MATERIALS PROVIDED –

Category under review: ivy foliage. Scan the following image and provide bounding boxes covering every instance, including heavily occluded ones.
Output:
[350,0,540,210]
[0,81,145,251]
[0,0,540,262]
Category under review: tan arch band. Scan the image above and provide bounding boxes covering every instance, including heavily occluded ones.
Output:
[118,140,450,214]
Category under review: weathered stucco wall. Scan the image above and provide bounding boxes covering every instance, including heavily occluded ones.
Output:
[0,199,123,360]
* * *
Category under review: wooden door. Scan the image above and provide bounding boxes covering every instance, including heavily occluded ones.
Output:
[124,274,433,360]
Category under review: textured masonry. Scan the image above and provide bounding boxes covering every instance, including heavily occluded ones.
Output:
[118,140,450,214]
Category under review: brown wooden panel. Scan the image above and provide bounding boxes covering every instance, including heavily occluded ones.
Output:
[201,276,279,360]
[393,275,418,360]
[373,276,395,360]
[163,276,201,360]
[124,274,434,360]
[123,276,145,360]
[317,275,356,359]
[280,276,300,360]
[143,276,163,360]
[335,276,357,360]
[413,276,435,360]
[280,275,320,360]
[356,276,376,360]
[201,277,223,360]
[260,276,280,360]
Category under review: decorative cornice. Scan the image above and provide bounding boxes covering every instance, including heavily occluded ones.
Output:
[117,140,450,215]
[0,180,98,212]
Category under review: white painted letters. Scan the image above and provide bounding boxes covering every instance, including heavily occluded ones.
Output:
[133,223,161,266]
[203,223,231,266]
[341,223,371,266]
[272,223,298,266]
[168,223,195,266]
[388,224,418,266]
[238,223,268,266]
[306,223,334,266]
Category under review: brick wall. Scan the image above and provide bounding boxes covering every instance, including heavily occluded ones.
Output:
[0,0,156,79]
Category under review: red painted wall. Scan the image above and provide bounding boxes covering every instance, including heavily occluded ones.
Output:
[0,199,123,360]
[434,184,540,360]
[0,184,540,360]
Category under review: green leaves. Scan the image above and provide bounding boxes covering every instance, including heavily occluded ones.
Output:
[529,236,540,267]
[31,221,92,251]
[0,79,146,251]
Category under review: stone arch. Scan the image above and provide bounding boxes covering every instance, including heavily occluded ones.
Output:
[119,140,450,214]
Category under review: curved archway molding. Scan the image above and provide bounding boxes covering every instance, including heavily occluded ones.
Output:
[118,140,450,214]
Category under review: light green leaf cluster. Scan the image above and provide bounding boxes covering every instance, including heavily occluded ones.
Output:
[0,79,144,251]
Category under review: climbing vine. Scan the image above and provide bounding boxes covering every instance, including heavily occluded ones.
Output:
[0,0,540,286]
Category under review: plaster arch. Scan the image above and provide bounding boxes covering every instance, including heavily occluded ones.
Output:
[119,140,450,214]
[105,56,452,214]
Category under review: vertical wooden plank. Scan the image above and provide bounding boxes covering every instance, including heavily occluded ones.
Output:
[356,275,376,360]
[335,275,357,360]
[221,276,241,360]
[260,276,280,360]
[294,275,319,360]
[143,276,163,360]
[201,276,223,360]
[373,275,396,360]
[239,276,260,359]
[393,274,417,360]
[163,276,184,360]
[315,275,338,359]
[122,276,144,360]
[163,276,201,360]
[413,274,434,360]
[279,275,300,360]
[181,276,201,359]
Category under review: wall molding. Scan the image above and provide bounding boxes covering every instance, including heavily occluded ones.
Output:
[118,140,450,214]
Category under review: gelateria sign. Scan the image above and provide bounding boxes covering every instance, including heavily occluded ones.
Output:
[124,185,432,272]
* * *
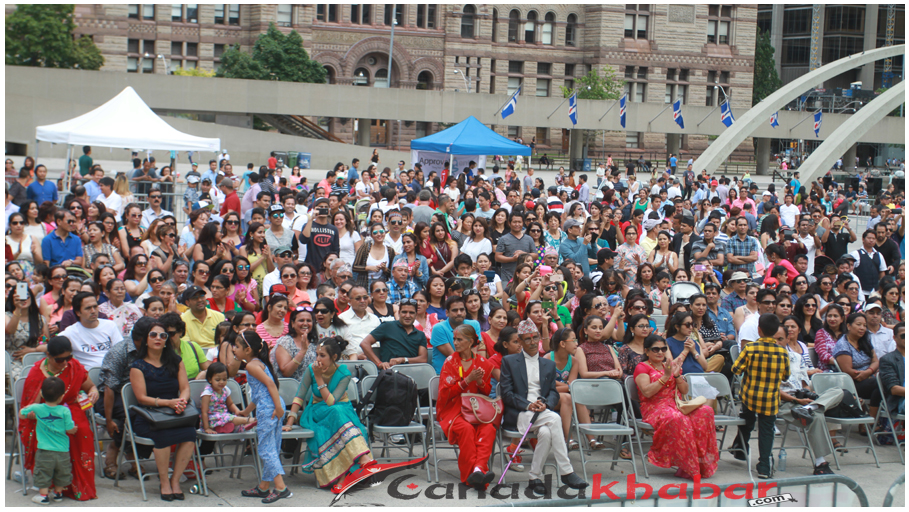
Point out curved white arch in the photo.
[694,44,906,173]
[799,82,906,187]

STATED EXERCISE – In the listing, retype each line exactly, starting at the line that contains "Category under review: brick" and stopping after the line that contains "[0,79,146,251]".

RESULT OF THE EXERCISE –
Category under review: brick wall. Scan the image above and provide bounding boxes covering every instance, including heavily occluded ones.
Output:
[0,0,156,79]
Category under review: red painted wall. Scan the image above and provide bounding boxes covering every instance, including heavily occluded ones.
Output:
[0,199,123,360]
[434,184,540,360]
[0,184,540,360]
Category under review: green leaves. Scan the image above and provide bounding boxes covering every instance, including heavily occluded ones.
Output:
[529,236,540,267]
[31,221,92,251]
[0,79,146,251]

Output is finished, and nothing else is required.